◆ WHAT TO WORK ON: Copy the data from the line containing "the red agility" through the end, substituting "weave pole" for "agility pole" and leaving everything else unchanged.

◆ DATA TO PROCESS:
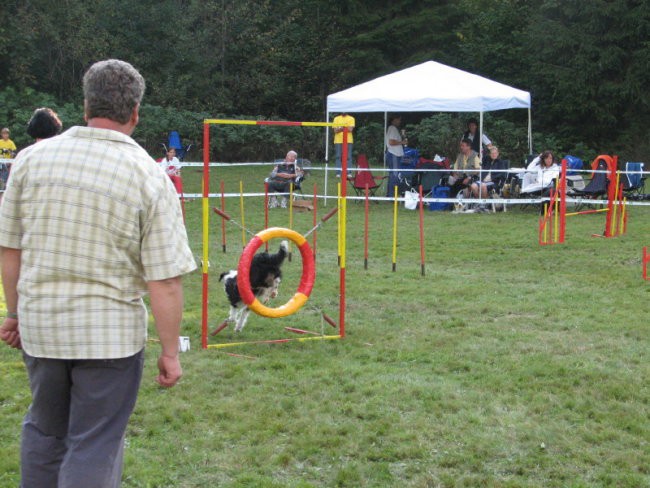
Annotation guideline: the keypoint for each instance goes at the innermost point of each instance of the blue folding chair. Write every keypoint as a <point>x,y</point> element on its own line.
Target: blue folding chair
<point>634,181</point>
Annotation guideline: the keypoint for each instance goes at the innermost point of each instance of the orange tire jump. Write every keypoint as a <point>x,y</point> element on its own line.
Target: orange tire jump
<point>306,281</point>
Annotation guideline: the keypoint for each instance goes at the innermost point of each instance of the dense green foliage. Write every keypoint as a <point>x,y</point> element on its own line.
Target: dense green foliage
<point>584,62</point>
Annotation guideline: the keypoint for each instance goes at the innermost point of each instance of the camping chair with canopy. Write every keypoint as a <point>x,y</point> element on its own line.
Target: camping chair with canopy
<point>363,178</point>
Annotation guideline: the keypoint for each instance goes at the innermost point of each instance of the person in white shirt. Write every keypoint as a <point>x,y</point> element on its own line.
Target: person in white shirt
<point>540,173</point>
<point>473,135</point>
<point>172,166</point>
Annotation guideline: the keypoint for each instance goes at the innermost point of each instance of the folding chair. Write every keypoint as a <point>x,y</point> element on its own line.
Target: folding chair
<point>363,177</point>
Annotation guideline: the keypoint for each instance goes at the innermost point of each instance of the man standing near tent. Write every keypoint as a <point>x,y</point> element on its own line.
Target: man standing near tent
<point>346,121</point>
<point>394,152</point>
<point>88,226</point>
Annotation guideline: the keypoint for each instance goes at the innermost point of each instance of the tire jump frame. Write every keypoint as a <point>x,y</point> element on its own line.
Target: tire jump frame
<point>552,223</point>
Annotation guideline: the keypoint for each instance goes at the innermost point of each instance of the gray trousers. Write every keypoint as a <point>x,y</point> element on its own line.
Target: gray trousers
<point>73,432</point>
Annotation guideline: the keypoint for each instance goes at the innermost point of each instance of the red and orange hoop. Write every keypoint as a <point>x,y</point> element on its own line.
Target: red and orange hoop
<point>306,281</point>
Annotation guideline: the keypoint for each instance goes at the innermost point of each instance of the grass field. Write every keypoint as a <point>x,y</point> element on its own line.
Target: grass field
<point>507,365</point>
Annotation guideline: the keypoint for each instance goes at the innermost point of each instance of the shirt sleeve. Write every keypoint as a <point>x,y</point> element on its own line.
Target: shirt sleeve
<point>165,250</point>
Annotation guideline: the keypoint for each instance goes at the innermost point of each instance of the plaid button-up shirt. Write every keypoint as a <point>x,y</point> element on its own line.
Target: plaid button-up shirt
<point>95,219</point>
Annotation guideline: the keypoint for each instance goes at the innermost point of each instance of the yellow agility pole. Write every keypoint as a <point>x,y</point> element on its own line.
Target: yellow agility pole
<point>343,218</point>
<point>556,205</point>
<point>584,212</point>
<point>395,229</point>
<point>339,221</point>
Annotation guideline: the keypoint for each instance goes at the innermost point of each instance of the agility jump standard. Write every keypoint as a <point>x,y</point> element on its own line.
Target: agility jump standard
<point>552,224</point>
<point>342,207</point>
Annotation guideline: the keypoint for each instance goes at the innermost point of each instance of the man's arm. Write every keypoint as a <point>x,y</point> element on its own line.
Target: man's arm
<point>10,262</point>
<point>167,308</point>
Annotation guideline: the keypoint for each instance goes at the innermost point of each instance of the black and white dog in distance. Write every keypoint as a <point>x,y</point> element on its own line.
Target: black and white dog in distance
<point>266,276</point>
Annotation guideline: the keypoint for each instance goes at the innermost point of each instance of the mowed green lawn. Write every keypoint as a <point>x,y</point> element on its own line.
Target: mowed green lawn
<point>508,364</point>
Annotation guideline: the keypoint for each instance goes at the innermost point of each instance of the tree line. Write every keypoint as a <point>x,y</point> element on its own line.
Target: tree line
<point>584,62</point>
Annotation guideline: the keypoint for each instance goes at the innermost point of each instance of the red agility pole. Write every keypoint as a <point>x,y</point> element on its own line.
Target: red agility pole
<point>266,210</point>
<point>421,231</point>
<point>314,216</point>
<point>205,264</point>
<point>615,220</point>
<point>365,228</point>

◆ RESPONSE:
Annotation guideline: the keypoint for each instance goes at the innermost point of each instance of the red weave pole. Write every keypoint as a <point>x,y</point> element on its own line.
Target: red weave pole
<point>266,210</point>
<point>421,231</point>
<point>314,216</point>
<point>205,264</point>
<point>615,220</point>
<point>365,228</point>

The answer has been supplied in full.